#### GIVEN TASK:
Reproduce the data word for word, from its very beginning down to and including the line containing "[0,0,640,120]", and leave the pictures out.

#### RECORDS SUPPLIED:
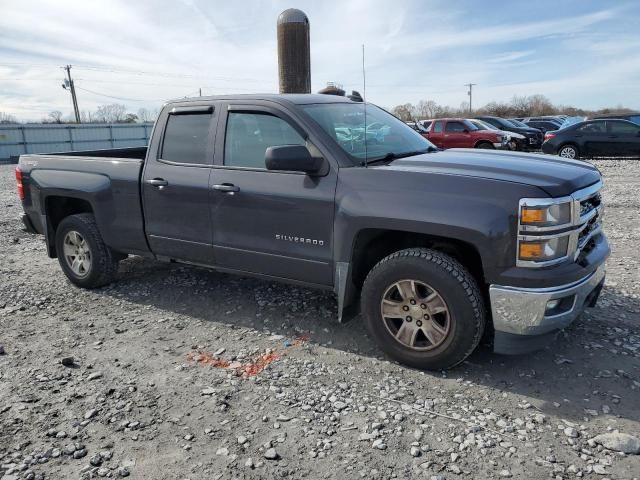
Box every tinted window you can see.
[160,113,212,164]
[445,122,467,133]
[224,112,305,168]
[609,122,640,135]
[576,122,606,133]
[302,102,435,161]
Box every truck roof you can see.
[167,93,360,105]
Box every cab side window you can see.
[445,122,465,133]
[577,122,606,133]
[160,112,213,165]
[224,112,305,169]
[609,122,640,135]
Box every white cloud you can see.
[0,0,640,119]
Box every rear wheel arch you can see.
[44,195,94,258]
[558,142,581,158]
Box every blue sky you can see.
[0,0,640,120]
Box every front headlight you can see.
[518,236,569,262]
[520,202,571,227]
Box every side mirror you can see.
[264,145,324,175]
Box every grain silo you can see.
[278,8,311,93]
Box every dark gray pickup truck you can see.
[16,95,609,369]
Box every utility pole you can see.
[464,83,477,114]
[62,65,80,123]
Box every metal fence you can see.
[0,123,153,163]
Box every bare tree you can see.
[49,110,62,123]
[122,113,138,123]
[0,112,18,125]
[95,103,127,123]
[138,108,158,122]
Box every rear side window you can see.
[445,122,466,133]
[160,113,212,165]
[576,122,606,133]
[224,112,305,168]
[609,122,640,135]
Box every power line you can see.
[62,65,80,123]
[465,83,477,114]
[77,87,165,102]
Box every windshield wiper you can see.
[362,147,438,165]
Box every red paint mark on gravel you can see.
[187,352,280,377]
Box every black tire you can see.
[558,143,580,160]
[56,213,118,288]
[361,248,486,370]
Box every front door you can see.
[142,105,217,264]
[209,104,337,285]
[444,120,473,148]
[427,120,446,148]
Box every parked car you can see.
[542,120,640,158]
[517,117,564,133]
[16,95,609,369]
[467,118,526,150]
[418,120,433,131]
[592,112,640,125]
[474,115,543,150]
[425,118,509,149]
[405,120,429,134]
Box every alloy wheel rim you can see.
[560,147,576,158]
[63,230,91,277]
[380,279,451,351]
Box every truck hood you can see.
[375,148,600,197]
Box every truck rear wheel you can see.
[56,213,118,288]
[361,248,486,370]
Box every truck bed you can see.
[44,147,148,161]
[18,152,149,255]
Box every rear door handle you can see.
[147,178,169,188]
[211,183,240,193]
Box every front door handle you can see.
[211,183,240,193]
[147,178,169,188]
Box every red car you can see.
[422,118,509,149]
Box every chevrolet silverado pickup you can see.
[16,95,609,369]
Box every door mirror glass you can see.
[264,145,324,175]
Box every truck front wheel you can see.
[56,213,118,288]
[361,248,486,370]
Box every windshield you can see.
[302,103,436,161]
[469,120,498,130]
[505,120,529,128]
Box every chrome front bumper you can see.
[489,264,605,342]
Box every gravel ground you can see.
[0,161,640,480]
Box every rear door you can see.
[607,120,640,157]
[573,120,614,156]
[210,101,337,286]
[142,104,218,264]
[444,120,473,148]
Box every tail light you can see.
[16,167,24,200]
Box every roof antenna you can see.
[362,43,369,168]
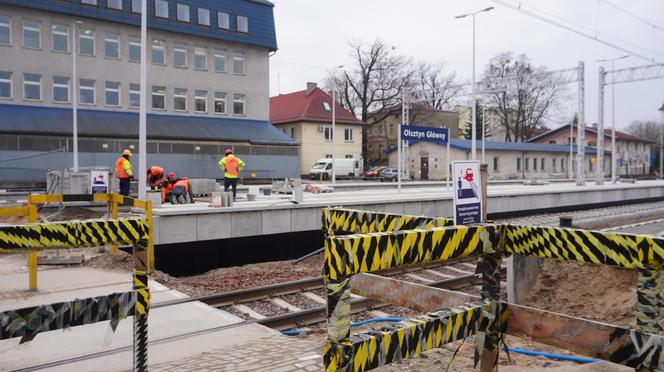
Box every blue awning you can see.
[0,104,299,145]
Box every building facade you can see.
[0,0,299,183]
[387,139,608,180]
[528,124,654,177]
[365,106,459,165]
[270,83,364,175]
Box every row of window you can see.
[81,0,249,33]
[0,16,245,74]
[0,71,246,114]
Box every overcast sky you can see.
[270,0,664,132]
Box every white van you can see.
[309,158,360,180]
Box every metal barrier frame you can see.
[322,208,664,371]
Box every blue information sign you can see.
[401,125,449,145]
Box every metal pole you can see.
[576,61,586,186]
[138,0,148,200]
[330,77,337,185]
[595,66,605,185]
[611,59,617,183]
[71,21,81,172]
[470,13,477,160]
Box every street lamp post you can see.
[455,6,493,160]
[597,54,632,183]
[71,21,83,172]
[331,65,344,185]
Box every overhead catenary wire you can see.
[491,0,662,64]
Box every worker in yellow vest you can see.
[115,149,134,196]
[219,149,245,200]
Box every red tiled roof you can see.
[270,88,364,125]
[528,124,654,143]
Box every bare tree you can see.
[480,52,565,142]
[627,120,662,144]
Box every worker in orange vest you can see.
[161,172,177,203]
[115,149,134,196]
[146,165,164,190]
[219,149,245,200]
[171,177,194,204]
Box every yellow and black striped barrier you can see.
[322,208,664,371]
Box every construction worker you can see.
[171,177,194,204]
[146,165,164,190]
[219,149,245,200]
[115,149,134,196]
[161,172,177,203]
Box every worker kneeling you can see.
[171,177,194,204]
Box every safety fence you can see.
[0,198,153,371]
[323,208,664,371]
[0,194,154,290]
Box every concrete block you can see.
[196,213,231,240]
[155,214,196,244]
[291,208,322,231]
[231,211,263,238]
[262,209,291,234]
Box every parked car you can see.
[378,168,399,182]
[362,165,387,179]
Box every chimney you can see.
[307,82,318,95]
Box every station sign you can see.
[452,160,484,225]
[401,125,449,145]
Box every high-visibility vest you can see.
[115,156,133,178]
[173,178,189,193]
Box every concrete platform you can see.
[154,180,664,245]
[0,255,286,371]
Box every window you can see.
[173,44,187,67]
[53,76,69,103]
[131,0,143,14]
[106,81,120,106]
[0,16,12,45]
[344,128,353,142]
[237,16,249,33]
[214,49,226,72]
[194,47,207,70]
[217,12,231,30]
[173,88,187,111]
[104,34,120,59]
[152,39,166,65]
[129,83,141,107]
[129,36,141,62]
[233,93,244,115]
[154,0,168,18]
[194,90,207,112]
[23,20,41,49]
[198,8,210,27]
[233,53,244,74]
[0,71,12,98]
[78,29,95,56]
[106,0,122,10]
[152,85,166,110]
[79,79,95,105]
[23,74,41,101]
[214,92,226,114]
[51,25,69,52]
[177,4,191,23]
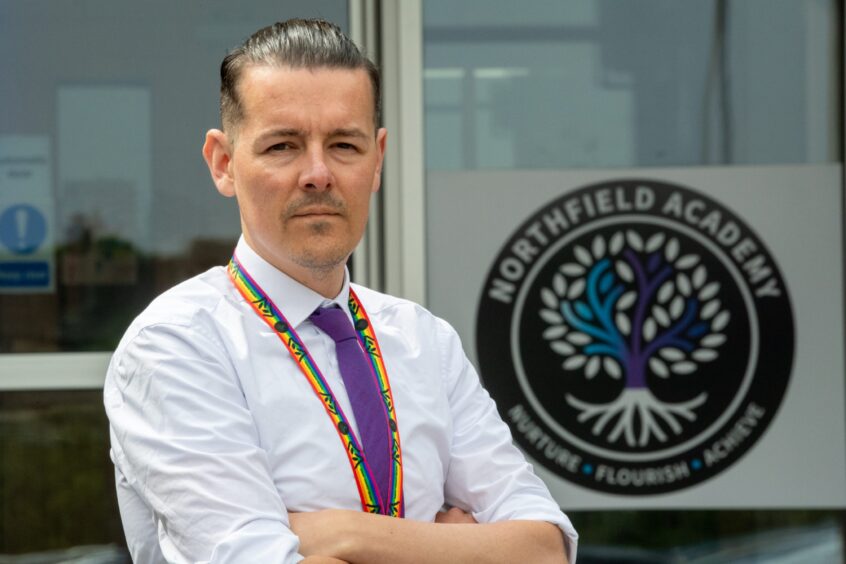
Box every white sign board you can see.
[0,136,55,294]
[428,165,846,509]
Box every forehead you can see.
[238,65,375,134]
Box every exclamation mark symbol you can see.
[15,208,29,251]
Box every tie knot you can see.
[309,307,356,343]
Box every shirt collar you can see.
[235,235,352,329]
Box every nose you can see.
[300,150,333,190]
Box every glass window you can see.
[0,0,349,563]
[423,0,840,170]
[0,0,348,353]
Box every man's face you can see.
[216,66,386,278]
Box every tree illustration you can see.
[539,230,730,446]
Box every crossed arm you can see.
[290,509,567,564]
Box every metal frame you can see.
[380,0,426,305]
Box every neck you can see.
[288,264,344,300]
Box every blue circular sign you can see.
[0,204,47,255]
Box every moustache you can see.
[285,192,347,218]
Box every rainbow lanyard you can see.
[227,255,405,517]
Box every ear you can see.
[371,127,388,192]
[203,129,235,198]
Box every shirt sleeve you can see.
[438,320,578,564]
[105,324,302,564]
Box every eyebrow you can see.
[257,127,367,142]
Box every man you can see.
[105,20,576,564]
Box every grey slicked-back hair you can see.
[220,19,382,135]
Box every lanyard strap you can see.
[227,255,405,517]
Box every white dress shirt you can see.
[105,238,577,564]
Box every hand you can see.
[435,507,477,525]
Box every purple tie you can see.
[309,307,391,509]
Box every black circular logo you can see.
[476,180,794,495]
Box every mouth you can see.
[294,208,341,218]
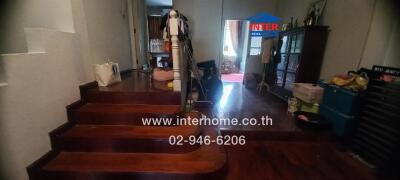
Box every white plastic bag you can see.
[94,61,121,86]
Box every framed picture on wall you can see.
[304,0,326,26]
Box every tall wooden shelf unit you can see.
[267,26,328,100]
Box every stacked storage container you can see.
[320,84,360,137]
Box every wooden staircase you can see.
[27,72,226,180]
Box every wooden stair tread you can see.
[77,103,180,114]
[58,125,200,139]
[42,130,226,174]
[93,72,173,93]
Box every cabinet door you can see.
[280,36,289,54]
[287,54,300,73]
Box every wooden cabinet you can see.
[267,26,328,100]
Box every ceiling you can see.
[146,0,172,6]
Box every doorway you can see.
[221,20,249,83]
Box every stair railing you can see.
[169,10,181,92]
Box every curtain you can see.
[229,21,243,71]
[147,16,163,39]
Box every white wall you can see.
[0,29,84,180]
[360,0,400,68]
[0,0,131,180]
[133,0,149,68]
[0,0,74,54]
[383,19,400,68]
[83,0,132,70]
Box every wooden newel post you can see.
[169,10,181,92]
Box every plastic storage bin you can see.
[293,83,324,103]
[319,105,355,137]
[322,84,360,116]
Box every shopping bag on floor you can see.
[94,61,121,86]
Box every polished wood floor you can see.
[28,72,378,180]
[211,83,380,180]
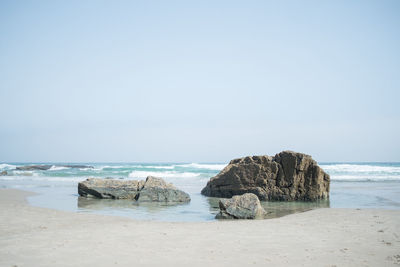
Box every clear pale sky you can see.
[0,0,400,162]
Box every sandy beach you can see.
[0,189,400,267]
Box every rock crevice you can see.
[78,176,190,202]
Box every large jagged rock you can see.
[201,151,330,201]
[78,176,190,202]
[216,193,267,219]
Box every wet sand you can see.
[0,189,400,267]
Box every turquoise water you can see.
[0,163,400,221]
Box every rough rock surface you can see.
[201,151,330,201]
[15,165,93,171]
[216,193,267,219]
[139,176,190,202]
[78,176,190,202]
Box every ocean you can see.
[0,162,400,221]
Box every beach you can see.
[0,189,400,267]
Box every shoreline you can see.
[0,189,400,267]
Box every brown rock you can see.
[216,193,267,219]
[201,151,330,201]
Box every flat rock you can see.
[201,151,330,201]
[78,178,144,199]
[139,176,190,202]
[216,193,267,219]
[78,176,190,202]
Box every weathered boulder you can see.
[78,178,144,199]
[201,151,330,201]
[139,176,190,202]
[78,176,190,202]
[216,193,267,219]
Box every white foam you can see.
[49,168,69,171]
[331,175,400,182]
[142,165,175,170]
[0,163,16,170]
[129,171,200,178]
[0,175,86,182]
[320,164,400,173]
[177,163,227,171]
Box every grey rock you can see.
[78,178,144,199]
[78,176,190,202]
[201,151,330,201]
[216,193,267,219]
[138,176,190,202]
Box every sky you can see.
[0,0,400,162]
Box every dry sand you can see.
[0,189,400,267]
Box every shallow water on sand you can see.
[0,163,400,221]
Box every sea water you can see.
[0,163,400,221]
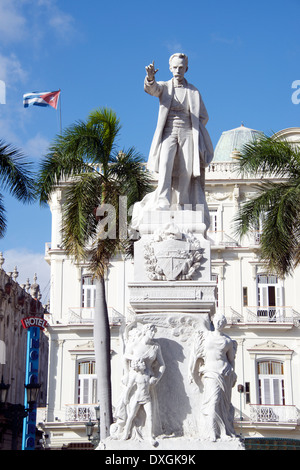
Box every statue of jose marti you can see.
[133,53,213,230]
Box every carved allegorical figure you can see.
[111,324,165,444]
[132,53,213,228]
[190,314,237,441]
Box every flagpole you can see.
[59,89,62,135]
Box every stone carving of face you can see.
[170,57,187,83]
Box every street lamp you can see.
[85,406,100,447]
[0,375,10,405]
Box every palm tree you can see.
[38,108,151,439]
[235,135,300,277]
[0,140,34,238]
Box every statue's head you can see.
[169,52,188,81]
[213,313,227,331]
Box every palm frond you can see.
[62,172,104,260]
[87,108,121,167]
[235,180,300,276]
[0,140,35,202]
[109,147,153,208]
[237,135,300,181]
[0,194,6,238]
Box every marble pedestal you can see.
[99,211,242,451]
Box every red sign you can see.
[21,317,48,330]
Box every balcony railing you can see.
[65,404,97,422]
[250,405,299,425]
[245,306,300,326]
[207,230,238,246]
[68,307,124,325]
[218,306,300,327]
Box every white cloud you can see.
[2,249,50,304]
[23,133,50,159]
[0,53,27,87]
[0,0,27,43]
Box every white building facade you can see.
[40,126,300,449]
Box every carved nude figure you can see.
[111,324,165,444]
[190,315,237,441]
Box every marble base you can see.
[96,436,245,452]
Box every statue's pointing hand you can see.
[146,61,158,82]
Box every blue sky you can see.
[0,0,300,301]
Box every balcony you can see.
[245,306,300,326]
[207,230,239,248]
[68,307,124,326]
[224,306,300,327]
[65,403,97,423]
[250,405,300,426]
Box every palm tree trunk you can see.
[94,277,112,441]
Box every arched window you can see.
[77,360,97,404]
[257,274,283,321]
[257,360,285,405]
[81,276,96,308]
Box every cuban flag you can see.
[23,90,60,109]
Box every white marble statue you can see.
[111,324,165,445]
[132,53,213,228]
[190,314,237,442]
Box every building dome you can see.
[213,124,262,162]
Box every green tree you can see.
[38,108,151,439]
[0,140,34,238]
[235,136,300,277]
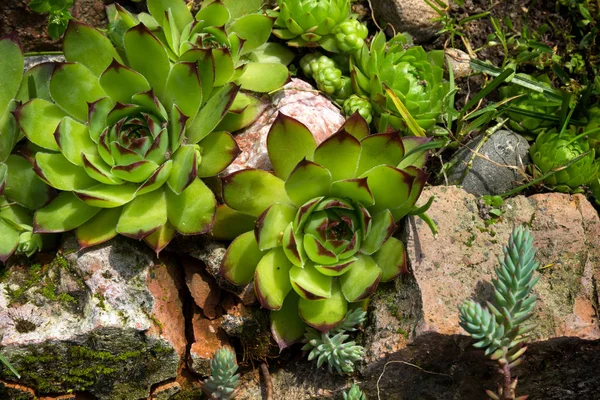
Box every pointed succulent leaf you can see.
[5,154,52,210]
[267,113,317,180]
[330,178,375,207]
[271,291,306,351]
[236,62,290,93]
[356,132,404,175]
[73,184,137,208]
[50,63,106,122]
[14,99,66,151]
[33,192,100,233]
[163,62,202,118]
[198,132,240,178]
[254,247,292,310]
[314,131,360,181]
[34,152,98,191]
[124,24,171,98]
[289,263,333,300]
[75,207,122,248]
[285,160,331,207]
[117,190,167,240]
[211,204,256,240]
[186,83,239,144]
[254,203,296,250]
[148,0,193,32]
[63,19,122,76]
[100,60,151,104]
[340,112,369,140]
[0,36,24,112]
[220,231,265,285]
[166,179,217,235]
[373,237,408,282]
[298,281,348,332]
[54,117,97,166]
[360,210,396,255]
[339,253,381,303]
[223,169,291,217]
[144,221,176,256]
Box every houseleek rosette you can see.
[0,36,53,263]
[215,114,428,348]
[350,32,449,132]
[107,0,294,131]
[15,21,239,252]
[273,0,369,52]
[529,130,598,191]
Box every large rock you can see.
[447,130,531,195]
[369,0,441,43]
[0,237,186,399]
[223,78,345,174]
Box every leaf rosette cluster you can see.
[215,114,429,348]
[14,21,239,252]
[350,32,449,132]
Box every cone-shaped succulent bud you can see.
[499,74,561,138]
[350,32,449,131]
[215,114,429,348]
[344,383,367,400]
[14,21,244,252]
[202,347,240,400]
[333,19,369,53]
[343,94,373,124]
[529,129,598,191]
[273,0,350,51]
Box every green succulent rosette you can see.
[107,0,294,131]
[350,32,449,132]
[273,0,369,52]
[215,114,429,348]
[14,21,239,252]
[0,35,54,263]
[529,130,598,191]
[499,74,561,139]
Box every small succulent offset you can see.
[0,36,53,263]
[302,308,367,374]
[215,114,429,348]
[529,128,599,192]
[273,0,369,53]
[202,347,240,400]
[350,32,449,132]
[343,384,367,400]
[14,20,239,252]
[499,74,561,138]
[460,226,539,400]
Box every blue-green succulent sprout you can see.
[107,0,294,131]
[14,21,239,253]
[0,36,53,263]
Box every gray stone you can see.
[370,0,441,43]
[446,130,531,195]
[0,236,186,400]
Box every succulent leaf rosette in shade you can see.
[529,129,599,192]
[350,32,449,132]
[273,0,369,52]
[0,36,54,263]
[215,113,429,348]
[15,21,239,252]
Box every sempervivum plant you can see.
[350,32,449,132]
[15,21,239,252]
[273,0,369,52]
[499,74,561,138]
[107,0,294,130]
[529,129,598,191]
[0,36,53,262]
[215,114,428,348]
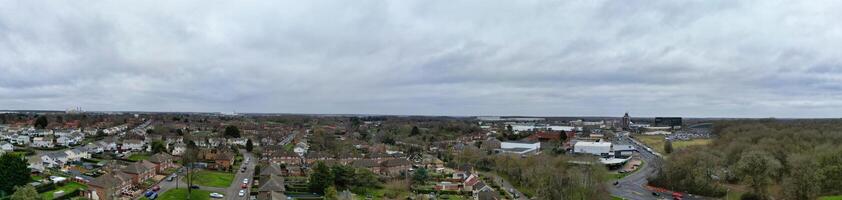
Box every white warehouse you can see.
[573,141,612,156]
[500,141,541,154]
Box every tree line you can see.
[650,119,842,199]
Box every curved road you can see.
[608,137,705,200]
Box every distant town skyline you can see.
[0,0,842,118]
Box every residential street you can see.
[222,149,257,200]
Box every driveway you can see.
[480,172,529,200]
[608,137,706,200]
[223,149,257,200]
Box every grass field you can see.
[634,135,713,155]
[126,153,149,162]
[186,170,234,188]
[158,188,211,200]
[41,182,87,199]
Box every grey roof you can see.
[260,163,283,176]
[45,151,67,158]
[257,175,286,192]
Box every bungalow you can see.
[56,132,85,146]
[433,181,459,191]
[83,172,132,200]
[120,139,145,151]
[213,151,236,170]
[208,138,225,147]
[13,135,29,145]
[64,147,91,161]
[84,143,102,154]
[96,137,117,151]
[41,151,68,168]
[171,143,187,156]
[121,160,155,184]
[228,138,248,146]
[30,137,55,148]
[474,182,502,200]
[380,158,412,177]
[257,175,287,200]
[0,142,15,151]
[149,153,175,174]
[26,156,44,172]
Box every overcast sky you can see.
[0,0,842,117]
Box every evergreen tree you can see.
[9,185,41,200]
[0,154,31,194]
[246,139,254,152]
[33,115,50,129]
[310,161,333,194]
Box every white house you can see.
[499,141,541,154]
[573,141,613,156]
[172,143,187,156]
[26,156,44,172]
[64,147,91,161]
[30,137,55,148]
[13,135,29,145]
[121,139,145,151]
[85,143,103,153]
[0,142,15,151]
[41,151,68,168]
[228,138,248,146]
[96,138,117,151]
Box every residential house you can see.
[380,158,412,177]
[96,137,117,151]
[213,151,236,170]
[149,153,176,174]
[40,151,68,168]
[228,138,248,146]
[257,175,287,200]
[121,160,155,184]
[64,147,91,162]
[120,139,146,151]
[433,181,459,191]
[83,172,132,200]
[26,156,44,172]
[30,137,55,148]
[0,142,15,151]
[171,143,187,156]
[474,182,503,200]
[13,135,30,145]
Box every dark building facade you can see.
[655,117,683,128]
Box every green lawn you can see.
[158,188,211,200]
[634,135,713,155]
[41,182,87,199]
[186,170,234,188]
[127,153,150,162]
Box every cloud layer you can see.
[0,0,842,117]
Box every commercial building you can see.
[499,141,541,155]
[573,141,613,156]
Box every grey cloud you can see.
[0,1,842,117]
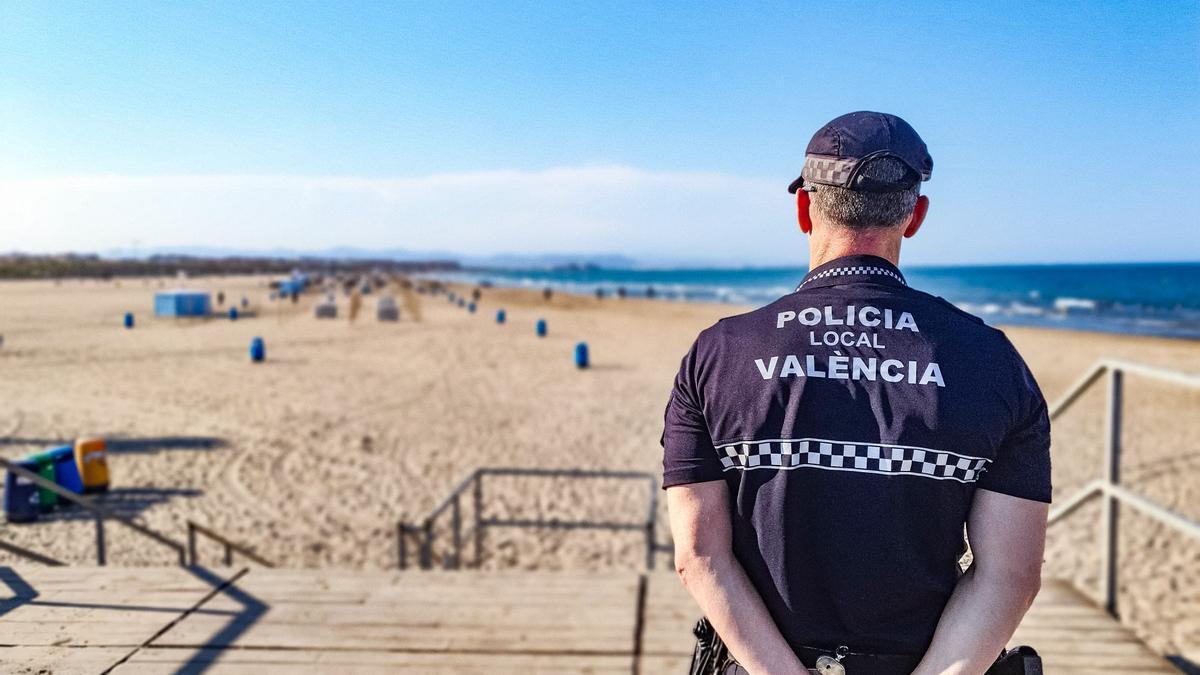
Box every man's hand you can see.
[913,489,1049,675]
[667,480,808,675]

#### RESPONSE:
Box every tinted window you can see.
[160,113,212,164]
[445,122,467,133]
[224,112,305,168]
[609,122,640,135]
[576,122,606,133]
[302,102,435,161]
Box every truck roof you can see.
[167,93,360,105]
Box every cab side window you can see.
[445,122,465,133]
[577,122,606,133]
[160,112,213,165]
[224,112,305,169]
[609,122,640,135]
Box every white cloud you can see.
[0,0,640,119]
Box every rear wheel arch you can see.
[44,195,94,258]
[558,142,581,158]
Box every blue sky you can see.
[0,0,640,120]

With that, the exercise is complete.